Task to complete |
Set down, please, without alteration, the lines of the entries below from the first through the one containing "hardwood floor showing".

Data extract |
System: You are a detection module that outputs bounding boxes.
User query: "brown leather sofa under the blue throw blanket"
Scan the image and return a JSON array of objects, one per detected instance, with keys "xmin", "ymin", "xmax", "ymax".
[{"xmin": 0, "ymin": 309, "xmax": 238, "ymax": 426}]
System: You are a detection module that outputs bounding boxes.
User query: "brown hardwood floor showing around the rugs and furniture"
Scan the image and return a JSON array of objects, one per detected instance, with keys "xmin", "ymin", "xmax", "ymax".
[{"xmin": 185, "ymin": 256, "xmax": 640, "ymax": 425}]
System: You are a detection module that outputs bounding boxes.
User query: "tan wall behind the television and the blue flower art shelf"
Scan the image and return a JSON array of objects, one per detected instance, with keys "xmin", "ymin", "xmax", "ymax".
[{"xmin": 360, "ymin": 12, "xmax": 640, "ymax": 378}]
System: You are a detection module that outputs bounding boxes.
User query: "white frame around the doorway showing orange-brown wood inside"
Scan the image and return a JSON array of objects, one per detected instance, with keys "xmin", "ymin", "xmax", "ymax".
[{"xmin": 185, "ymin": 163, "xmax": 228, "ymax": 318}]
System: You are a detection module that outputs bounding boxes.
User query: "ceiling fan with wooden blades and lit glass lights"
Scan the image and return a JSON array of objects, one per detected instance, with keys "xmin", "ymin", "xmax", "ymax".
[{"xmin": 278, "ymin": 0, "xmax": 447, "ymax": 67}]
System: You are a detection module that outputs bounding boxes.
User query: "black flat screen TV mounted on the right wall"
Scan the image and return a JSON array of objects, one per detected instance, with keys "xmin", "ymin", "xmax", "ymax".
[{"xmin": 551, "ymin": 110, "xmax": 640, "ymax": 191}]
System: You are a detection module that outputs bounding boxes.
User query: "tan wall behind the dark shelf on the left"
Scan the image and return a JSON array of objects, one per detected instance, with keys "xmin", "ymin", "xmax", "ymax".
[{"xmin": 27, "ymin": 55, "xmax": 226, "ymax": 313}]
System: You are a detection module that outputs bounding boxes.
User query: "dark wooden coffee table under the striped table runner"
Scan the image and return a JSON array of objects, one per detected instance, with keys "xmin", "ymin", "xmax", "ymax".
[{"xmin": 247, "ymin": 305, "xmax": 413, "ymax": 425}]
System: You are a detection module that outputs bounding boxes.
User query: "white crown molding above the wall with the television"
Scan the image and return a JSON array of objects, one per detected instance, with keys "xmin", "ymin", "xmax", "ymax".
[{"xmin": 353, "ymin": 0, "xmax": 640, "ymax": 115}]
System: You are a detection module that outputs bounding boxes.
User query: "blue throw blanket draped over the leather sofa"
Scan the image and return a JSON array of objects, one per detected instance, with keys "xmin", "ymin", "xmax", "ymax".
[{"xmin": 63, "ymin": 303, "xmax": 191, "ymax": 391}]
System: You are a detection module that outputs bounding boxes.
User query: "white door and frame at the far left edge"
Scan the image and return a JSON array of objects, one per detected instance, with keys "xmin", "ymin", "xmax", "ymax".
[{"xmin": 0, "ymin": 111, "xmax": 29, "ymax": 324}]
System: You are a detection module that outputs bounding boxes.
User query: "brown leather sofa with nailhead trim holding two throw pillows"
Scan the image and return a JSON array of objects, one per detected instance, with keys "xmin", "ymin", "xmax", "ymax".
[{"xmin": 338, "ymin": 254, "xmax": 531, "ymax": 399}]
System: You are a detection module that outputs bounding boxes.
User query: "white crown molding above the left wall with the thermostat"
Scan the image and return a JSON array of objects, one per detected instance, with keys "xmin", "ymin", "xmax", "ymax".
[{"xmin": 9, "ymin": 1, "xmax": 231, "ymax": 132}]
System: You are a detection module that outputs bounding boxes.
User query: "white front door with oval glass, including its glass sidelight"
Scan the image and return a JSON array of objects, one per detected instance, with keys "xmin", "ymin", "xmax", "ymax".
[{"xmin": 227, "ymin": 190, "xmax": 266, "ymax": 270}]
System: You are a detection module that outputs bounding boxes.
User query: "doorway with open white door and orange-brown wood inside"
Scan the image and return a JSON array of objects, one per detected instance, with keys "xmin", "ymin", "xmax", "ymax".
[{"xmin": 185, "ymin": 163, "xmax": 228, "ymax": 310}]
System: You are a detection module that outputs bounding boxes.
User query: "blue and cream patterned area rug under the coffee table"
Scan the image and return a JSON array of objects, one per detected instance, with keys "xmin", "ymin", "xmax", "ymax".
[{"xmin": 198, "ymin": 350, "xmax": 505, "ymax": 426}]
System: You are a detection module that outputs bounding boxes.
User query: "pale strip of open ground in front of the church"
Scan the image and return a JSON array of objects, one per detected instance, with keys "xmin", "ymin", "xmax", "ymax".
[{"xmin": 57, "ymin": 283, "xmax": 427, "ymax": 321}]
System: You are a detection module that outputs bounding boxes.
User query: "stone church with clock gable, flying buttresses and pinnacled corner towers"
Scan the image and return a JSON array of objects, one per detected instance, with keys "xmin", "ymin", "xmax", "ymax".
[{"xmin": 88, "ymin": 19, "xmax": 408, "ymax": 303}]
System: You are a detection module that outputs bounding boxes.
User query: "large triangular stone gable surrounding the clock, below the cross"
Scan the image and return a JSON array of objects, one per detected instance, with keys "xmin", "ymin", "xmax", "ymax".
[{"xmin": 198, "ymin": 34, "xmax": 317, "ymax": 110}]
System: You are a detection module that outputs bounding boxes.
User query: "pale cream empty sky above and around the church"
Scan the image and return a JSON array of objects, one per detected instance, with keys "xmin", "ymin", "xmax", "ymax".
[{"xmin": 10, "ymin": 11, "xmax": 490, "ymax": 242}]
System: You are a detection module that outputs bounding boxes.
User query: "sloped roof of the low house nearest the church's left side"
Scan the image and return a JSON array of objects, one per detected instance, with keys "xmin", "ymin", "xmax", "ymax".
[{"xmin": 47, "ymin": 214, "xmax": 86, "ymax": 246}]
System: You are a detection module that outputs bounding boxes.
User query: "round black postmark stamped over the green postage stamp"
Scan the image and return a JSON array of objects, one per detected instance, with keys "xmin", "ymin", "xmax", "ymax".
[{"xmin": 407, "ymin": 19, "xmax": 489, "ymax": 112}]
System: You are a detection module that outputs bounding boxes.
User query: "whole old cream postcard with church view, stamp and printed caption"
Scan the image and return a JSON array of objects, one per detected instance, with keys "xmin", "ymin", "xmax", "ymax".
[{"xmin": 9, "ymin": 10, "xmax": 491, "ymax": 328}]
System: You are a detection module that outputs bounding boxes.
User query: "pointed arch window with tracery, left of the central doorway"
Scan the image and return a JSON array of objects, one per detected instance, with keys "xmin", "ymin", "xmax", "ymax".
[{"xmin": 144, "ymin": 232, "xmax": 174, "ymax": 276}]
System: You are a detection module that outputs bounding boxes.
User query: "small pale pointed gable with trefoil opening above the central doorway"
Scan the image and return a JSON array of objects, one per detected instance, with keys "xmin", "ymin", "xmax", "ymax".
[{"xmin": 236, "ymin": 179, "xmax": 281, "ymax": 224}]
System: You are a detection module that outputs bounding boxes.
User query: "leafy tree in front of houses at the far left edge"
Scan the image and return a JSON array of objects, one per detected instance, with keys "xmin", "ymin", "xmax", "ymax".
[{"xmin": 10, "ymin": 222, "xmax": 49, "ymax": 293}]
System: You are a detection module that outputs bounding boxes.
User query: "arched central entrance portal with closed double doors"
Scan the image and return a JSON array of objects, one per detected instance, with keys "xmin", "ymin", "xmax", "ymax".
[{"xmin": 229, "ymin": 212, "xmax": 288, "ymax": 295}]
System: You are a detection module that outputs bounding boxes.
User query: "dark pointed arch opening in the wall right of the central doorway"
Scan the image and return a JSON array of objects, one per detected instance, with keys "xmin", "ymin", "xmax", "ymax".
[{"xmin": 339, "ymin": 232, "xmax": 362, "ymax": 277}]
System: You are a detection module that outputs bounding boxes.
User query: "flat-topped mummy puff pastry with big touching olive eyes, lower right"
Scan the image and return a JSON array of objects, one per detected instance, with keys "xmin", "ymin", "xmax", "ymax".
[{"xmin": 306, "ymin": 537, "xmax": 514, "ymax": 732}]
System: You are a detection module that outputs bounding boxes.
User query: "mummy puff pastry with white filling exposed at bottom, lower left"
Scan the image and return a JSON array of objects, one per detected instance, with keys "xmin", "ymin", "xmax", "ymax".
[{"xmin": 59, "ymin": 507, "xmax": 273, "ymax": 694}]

Result below |
System: You are a detection module that outputs bounding boxes.
User query: "brown leather sofa under the blue throw blanket"
Scan the image and return a JSON array of objects, one per detected instance, with keys "xmin", "ymin", "xmax", "ymax".
[{"xmin": 0, "ymin": 309, "xmax": 238, "ymax": 426}]
System: You are a detection module that outputs bounding boxes.
User query: "brown hardwood floor showing around the rugs and furniture"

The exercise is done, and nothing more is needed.